──────── DOCUMENT PASSAGE

Yes, there has been a significant increase in adult children choosing to cut their parents out of their lives. Studies show that a significant portion of adult children experience estrangement, with some figures citing 26% of young adults estranged from their fathers and 6% from their mothers. Other studies show even higher percentages, with some research indicating 27% of Americans over 18 are estranged from a family member.
But let’s be clear: this choice is almost always the result of years—if not decades—of unresolved hurt, trauma, or harmful dynamics. It’s not something that adult children wake up and decide to do on a whim. Nor should it be a decision that is taken lightly.
Why Do Adult Children Go No Contact?
There are many reasons why adults feel compelled to distance themselves from their parents, but here are some of the most common:
1. Lack of Accountability
One of the primary reasons adult children go no contact is that their parents refuse to acknowledge or take responsibility for the harm they’ve caused. Whether it’s through gaslighting, minimizing, or outright denial, the refusal to validate their child’s pain and emotions creates an insurmountable barrier.
2. Toxic and Abusive Behaviour
Let’s not dance around it—many adult children cut ties because their parents were abusive or emotionally neglectful. Whether it’s physical, verbal, or emotional abuse, these wounds don’t just disappear because the child grows up. When parents refuse to acknowledge or change these harmful patterns, distance becomes a form of self-preservation.
3. Breaking the Cycle of Generational Trauma
Some adult children realize that maintaining contact perpetuates cycles of trauma and dysfunction. In order to heal, they need to break free from relationships that keep them stuck in harmful patterns. Going no contact can be a way of reclaiming autonomy and choosing a healthier path.
4. Boundary Violations
Sometimes parents continue to cross boundaries despite being told repeatedly that their behavior is hurtful. Whether it’s constant criticism, manipulation, or intrusive behaviors, a lack of respect for boundaries leaves the child feeling powerless and emotionally unsafe.
5. Emotional Exhaustion
Maintaining a relationship with someone who consistently refuses to change or acknowledge their impact can be emotionally draining. Eventually, adult children may decide that the cost of maintaining the relationship outweighs the benefits, especially if their mental health suffers as a result.
Why Does the Narrative Focus on the Parent’s Pain?
It’s interesting how much of the discourse around estrangement focuses on the parent’s grief rather than the child’s reasons for making this choice. It often centers on the parent feeling abandoned and unloved, without considering how the child may have felt for years—unheard, unseen, and unsupported.
Estrangement is not a punishment or a form of retaliation; it’s often an act of survival and self-protection. Parents who are willing to genuinely reflect on their own actions and acknowledge their part in the breakdown of the relationship are far more likely to eventually reconcile. But when accountability is off the table, the relationship becomes a one-way street, and the child is left bearing the weight of the parent’s unhealed wounds.
Final Thoughts on Parental Estrangement
It’s not that adult children want to hurt their parents. Quite the opposite—many agonize over the decision for years before finally choosing to go no contact. They don’t do it out of spite, but because they’ve exhausted every other option and can no longer tolerate being hurt.
If you’re a parent reading this and feeling angry, confused, or betrayed, take a moment to consider that your child didn’t make this choice lightly. They may have felt like they had no other option. Healing these rifts requires honest self-reflection, empathy, and a willingness to change—because without that, the cycle just continues.
Going no contact is not about erasing a parent—it’s about protecting oneself when reconciliation seems impossible.

────────────────
──────── EXERCISE DATA

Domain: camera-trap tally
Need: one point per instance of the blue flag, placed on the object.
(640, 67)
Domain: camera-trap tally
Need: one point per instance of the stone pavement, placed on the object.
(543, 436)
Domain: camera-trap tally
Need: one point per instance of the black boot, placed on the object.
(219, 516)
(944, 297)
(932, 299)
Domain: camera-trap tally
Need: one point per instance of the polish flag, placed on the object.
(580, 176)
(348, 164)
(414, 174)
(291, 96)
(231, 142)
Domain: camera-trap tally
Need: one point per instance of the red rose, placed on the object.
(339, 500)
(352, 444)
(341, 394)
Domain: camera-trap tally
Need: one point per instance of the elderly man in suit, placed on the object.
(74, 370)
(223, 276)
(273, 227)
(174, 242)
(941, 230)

────────────────
──────── EXERCISE DATA

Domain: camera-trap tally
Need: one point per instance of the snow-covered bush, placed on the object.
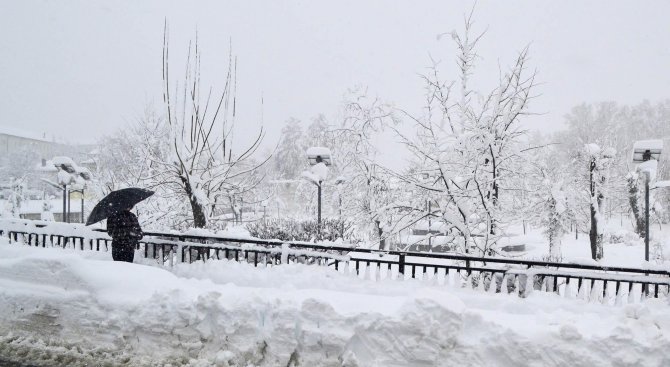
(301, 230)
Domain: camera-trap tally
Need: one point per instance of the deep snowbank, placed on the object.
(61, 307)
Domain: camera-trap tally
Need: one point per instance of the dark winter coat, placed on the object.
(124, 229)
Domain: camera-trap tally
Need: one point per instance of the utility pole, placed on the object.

────────────────

> **ASSIGNMENT A**
Summarize the estrangement passage in two sentences.
> **ASSIGNMENT B**
Answer these questions from the estrangement passage, one per line:
(i) What percentage of Americans over 18 are estranged from a family member, according to some research?
(ii) Which three forms of abuse are named?
(iii) What does the final sentence say going no contact is about?
> **ASSIGNMENT C**
For each statement, say whether it agrees with the estrangement passage, and quote the words that decide it.
(i) Estrangement is described as a form of retaliation.
(ii) Some figures cite 6% of young adults as estranged from their mothers.
(iii) Parents who reflect on their own actions are said to be less likely to reconcile.

> **EXERCISE ANSWER A**
Adult children are increasingly cutting their parents out of their lives, a choice that almost always follows years of unresolved hurt, trauma, or harmful dynamics such as lack of accountability, abuse, generational trauma, boundary violations, and emotional exhaustion. Estrangement is often an act of survival and self-protection rather than punishment, and parents who honestly reflect on their actions and acknowledge their part are far more likely to eventually reconcile.

> **EXERCISE ANSWER B**
(i) 27%
(ii) Physical, verbal, and emotional abuse
(iii) Protecting oneself when reconciliation seems impossible

> **EXERCISE ANSWER C**
(i) No: "Estrangement is not a punishment or a form of retaliation"
(ii) Yes: "some figures citing 26% of young adults estranged from their fathers and 6% from their mothers"
(iii) No: "Parents who are willing to genuinely reflect on their own actions and acknowledge their part in the breakdown of the relationship are far more likely to eventually reconcile."